**Extracted data**:
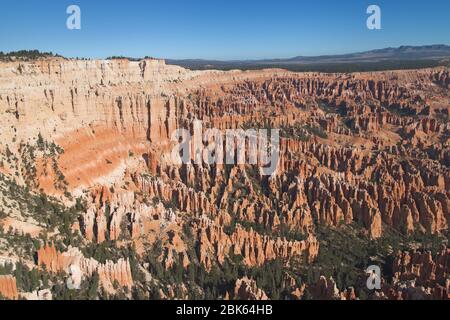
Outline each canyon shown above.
[0,57,450,300]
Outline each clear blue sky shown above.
[0,0,450,59]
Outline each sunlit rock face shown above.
[0,58,450,299]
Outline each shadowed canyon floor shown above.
[0,58,450,300]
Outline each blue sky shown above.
[0,0,450,59]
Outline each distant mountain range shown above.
[166,44,450,71]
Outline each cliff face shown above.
[37,246,133,292]
[0,59,450,299]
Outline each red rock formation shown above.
[233,277,269,300]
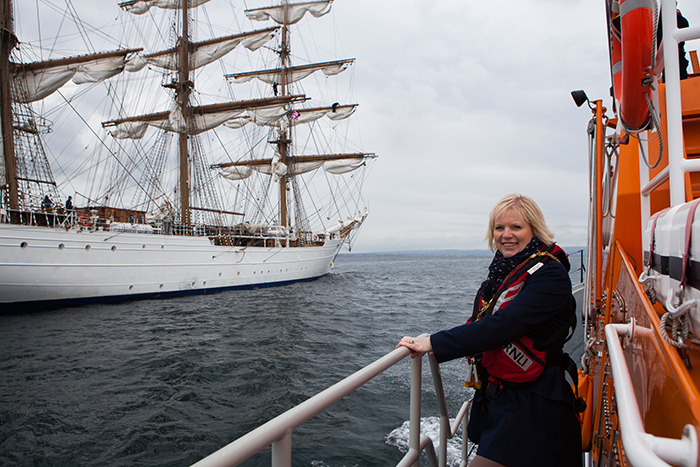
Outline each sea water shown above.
[0,254,580,467]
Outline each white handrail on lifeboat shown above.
[605,320,698,467]
[191,334,469,467]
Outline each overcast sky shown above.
[334,0,700,252]
[20,0,700,252]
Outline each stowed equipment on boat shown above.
[572,0,700,467]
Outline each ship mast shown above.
[0,0,19,210]
[277,0,289,227]
[175,0,192,225]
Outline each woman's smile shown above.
[493,209,533,258]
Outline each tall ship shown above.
[191,0,700,467]
[0,0,376,310]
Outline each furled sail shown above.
[217,153,374,181]
[290,104,357,126]
[119,0,209,15]
[102,96,304,139]
[226,58,355,85]
[224,104,357,130]
[12,49,141,104]
[126,28,277,72]
[245,0,333,26]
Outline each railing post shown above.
[408,357,423,467]
[460,414,471,466]
[272,428,292,467]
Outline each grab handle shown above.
[605,319,698,467]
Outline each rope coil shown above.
[659,289,698,349]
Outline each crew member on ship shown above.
[397,193,582,467]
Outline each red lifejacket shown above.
[469,245,576,384]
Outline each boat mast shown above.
[0,0,19,210]
[175,0,192,225]
[277,0,289,227]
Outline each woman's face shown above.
[493,209,533,258]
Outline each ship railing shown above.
[0,207,75,227]
[192,336,471,467]
[605,319,698,467]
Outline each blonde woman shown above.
[398,193,582,467]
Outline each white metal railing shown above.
[605,319,698,467]
[192,338,469,467]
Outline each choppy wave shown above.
[0,254,489,467]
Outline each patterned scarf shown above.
[479,237,544,302]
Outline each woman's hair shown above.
[486,193,554,251]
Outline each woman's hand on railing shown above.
[396,336,433,358]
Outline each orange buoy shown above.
[619,0,654,131]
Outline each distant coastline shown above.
[339,246,586,256]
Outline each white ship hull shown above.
[0,224,342,310]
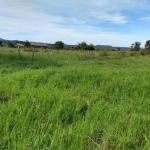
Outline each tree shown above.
[145,40,150,50]
[131,42,141,51]
[24,40,31,47]
[8,43,15,47]
[54,41,64,49]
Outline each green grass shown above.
[0,48,150,150]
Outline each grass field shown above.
[0,48,150,150]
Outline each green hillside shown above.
[0,48,150,150]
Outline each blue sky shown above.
[0,0,150,47]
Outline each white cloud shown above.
[140,15,150,20]
[0,0,150,46]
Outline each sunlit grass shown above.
[0,49,150,150]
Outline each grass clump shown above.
[0,48,150,150]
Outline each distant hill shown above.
[0,38,130,50]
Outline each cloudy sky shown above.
[0,0,150,47]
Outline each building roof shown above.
[29,42,47,47]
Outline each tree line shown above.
[0,40,150,51]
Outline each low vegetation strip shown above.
[0,48,150,150]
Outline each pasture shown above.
[0,48,150,150]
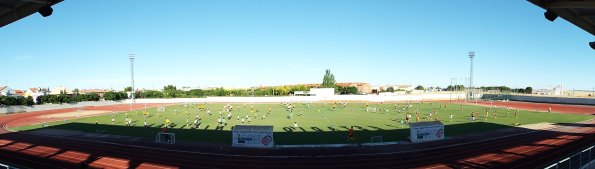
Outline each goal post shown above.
[370,136,382,143]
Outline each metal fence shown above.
[545,145,595,169]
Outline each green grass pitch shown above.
[13,102,594,144]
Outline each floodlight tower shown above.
[128,53,136,103]
[469,51,475,99]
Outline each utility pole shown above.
[128,54,136,103]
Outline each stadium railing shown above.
[544,145,595,169]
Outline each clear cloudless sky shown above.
[0,0,595,90]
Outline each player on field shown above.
[547,107,552,113]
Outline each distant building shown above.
[335,82,372,94]
[533,85,564,96]
[293,88,335,96]
[24,88,49,103]
[308,88,335,96]
[376,85,415,91]
[79,89,112,99]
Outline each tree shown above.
[525,87,533,94]
[386,87,395,92]
[320,69,335,88]
[415,85,424,90]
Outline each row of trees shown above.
[335,86,359,94]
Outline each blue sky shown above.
[0,0,595,90]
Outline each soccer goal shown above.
[155,132,176,144]
[370,136,382,143]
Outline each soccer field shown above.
[12,102,593,144]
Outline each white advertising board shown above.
[232,125,275,148]
[410,122,444,143]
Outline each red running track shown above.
[0,101,595,168]
[468,101,595,115]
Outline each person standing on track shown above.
[347,126,355,143]
[547,107,552,113]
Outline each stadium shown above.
[0,0,595,169]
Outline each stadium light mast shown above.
[469,51,475,100]
[128,53,136,103]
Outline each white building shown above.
[293,88,335,96]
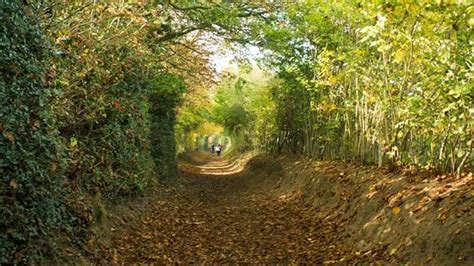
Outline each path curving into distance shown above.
[99,152,382,265]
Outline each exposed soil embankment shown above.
[84,153,474,265]
[245,156,474,265]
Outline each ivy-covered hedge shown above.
[0,1,67,264]
[150,74,186,180]
[0,1,189,264]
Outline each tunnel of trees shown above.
[0,0,474,264]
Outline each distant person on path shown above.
[216,144,222,156]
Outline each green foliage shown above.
[250,0,473,174]
[150,73,186,180]
[0,1,67,264]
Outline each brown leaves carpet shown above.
[99,156,384,265]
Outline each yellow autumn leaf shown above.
[69,137,77,148]
[392,207,400,215]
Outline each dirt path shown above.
[96,154,386,264]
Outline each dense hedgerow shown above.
[150,74,186,179]
[0,1,66,264]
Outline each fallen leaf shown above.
[392,207,400,215]
[10,179,18,189]
[5,132,15,143]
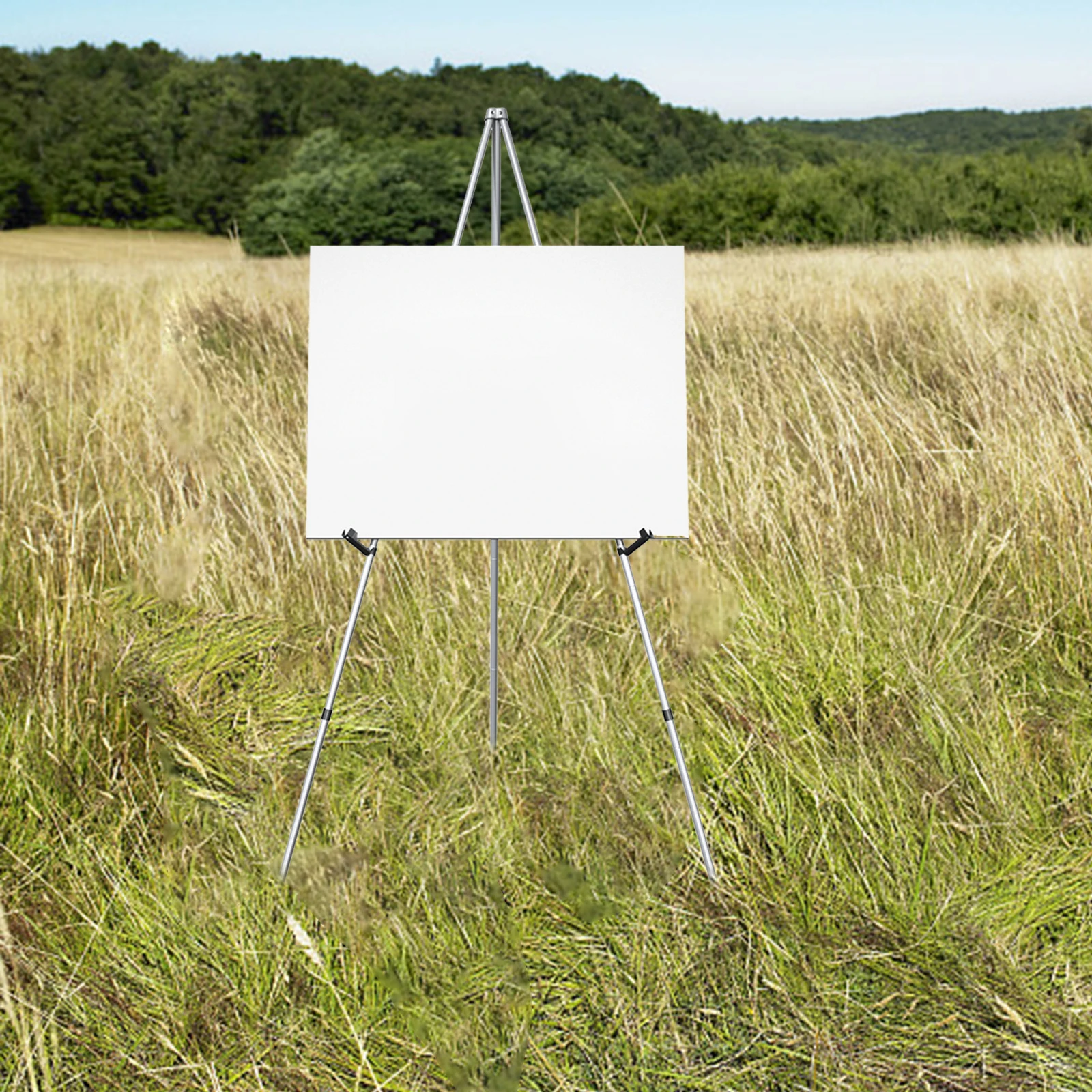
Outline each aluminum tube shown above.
[489,538,498,750]
[500,118,542,247]
[451,119,493,247]
[281,538,379,880]
[491,121,504,247]
[615,538,717,883]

**Problem**: Put all the rows above into a Markdown table with a "Line" column holding a running number and a "Row text" column holding the text, skipping any blank lines. Leave the pictures out of the table.

**Complete response**:
| Line | Row text |
|---|---|
| 1 | Outline each canyon shown above. |
| 2 | [0,57,450,300] |
| 3 | Outline each clear blue sky shown above. |
| 4 | [0,0,450,59] |
| 5 | Outline each sunlit rock face shown above. |
| 6 | [0,58,450,299] |
| 7 | Outline each shadowed canyon floor shown above. |
| 8 | [0,58,450,300] |
| 9 | Outline each blue sky shown above. |
| 10 | [0,0,450,59] |
| 11 | Outline each distant mountain range shown above. |
| 12 | [166,44,450,71] |
| 13 | Outline each cliff face shown above. |
| 14 | [37,246,133,292] |
| 15 | [0,59,450,299] |
| 16 | Outline each red rock formation shown above. |
| 17 | [233,277,269,300] |
| 18 | Outline each sea water shown above. |
| 19 | [0,254,580,467] |
| 20 | Outline each white handrail on lifeboat shown above. |
| 21 | [605,320,698,467] |
| 22 | [191,334,469,467] |
| 23 | Outline each overcast sky shown above. |
| 24 | [334,0,700,252] |
| 25 | [20,0,700,252] |
| 26 | Outline each stowed equipment on boat shown above. |
| 27 | [572,0,700,467] |
| 28 | Outline each ship mast shown above. |
| 29 | [0,0,19,210] |
| 30 | [277,0,289,227] |
| 31 | [175,0,192,225] |
| 32 | Outline each woman's smile shown above. |
| 33 | [493,209,533,258] |
| 34 | Outline each tall ship shown above. |
| 35 | [191,0,700,467] |
| 36 | [0,0,376,310] |
| 37 | Outline each furled sail shown above. |
| 38 | [217,153,374,181] |
| 39 | [290,104,357,126] |
| 40 | [119,0,209,15] |
| 41 | [102,96,304,139] |
| 42 | [226,58,355,85] |
| 43 | [224,104,357,130] |
| 44 | [12,49,141,104] |
| 45 | [126,28,277,72] |
| 46 | [245,0,333,26] |
| 47 | Outline each railing post shown above. |
| 48 | [408,357,423,467] |
| 49 | [460,414,471,466] |
| 50 | [272,428,292,467] |
| 51 | Outline each grab handle shown above. |
| 52 | [605,319,698,467] |
| 53 | Outline each rope coil shown above. |
| 54 | [659,289,698,349] |
| 55 | Outline each crew member on ship shown above. |
| 56 | [397,193,582,467] |
| 57 | Outline each red lifejacket shown above. |
| 58 | [469,245,576,384] |
| 59 | Outline each boat mast shown above. |
| 60 | [0,0,19,210] |
| 61 | [175,0,192,225] |
| 62 | [277,0,289,227] |
| 63 | Outline each woman's face shown above. |
| 64 | [493,209,533,258] |
| 65 | Outline each ship railing shown above. |
| 66 | [0,207,75,227] |
| 67 | [192,336,471,467] |
| 68 | [605,319,698,467] |
| 69 | Outline each blonde woman shown above. |
| 70 | [398,193,582,467] |
| 71 | Outline each white metal railing shown above. |
| 72 | [605,319,698,467] |
| 73 | [192,338,469,467] |
| 74 | Outline each choppy wave shown above. |
| 75 | [0,254,489,467] |
| 76 | Outline each patterned scarf shown above. |
| 77 | [479,237,544,302] |
| 78 | Outline each woman's hair shown above. |
| 79 | [486,193,554,251] |
| 80 | Outline each woman's hand on railing shown above. |
| 81 | [396,336,433,358] |
| 82 | Outline each orange buoy shown above. |
| 83 | [619,0,654,131] |
| 84 | Outline each distant coastline shown above. |
| 85 | [339,246,586,256] |
| 86 | Outline each white ship hull shown above. |
| 87 | [0,224,342,310] |
| 88 | Outline each tree shown above. |
| 89 | [145,40,150,50] |
| 90 | [131,42,141,51] |
| 91 | [24,40,31,47] |
| 92 | [8,43,15,47] |
| 93 | [54,41,64,49] |
| 94 | Outline each green grass shown above. |
| 95 | [0,48,150,150] |
| 96 | Outline each grass field shown above. |
| 97 | [0,48,150,150] |
| 98 | Outline each green hillside shown above. |
| 99 | [0,48,150,150] |
| 100 | Outline each blue sky shown above. |
| 101 | [0,0,150,47] |
| 102 | Outline each white cloud shown above. |
| 103 | [140,15,150,20] |
| 104 | [0,0,150,46] |
| 105 | Outline each sunlit grass shown above. |
| 106 | [0,49,150,150] |
| 107 | Outline each grass clump shown above. |
| 108 | [0,48,150,150] |
| 109 | Outline each distant hill shown above. |
| 110 | [0,38,130,50] |
| 111 | Outline each cloudy sky shown above. |
| 112 | [0,0,150,47] |
| 113 | Outline each building roof shown above. |
| 114 | [29,42,47,47] |
| 115 | Outline each tree line shown above. |
| 116 | [0,40,150,51] |
| 117 | Outline each low vegetation strip shown above. |
| 118 | [0,48,150,150] |
| 119 | Outline each pasture shown above. |
| 120 | [0,48,150,150] |
| 121 | Outline each goal post shown above. |
| 122 | [370,136,382,143] |
| 123 | Outline each metal fence shown above. |
| 124 | [545,145,595,169] |
| 125 | Outline each green grass pitch shown above. |
| 126 | [13,102,594,144] |
| 127 | Outline each floodlight tower shown above. |
| 128 | [128,53,136,103] |
| 129 | [469,51,475,99] |
| 130 | Outline each utility pole shown above. |
| 131 | [128,54,136,103] |
| 132 | Outline each stadium railing shown above. |
| 133 | [544,145,595,169] |
| 134 | Outline each clear cloudless sky shown above. |
| 135 | [0,0,595,90] |
| 136 | Outline each player on field shown above. |
| 137 | [547,107,552,113] |
| 138 | Outline each distant building shown above. |
| 139 | [335,82,372,94] |
| 140 | [533,85,564,96] |
| 141 | [293,88,335,96] |
| 142 | [24,88,49,103] |
| 143 | [308,88,335,96] |
| 144 | [376,85,415,91] |
| 145 | [79,89,112,99] |
| 146 | Outline each tree shown above. |
| 147 | [525,87,533,94] |
| 148 | [386,87,395,92] |
| 149 | [320,69,335,88] |
| 150 | [415,85,424,90] |
| 151 | Outline each row of trees shown above. |
| 152 | [335,86,359,94] |
| 153 | Outline each blue sky shown above. |
| 154 | [0,0,595,90] |
| 155 | Outline each soccer goal shown above. |
| 156 | [155,132,176,144] |
| 157 | [370,136,382,143] |
| 158 | Outline each soccer field shown above. |
| 159 | [12,102,593,144] |
| 160 | Outline each white advertising board shown above. |
| 161 | [232,125,275,148] |
| 162 | [410,122,444,143] |
| 163 | Outline each red running track shown above. |
| 164 | [0,101,595,168] |
| 165 | [468,101,595,115] |
| 166 | Outline each person standing on track shown above. |
| 167 | [347,126,355,143] |
| 168 | [547,107,552,113] |
| 169 | Outline each stadium shown above. |
| 170 | [0,0,595,169] |
| 171 | Outline each stadium light mast shown above. |
| 172 | [469,51,475,100] |
| 173 | [128,53,136,103] |
| 174 | Outline each white building shown above. |
| 175 | [293,88,335,96] |
| 176 | Outline each path curving into distance shown above. |
| 177 | [99,152,382,265] |
| 178 | Outline each exposed soil embankment shown above. |
| 179 | [84,153,474,265] |
| 180 | [245,156,474,265] |
| 181 | Outline each ivy-covered hedge shown above. |
| 182 | [0,1,67,264] |
| 183 | [150,74,186,180] |
| 184 | [0,1,189,264] |
| 185 | Outline each tunnel of trees shown above. |
| 186 | [0,0,474,264] |
| 187 | Outline each distant person on path shown above. |
| 188 | [216,144,222,156] |
| 189 | Outline each green foliage shown above. |
| 190 | [250,0,473,174] |
| 191 | [150,73,186,180] |
| 192 | [0,1,67,264] |
| 193 | Outline each brown leaves carpet shown above. |
| 194 | [99,156,384,265] |
| 195 | Outline each yellow autumn leaf shown above. |
| 196 | [69,137,77,148] |
| 197 | [392,207,400,215] |
| 198 | Outline each dirt path shown above. |
| 199 | [96,154,386,264] |
| 200 | Outline each dense hedgerow shown above. |
| 201 | [150,74,186,179] |
| 202 | [0,1,66,264] |
| 203 | Outline each fallen leaf shown above. |
| 204 | [392,207,400,215] |
| 205 | [10,179,18,189] |
| 206 | [5,132,15,143] |
| 207 | Outline each aluminum tube shown above. |
| 208 | [489,538,498,750] |
| 209 | [500,118,542,247] |
| 210 | [451,119,493,247] |
| 211 | [281,538,379,880] |
| 212 | [491,121,504,247] |
| 213 | [615,538,717,883] |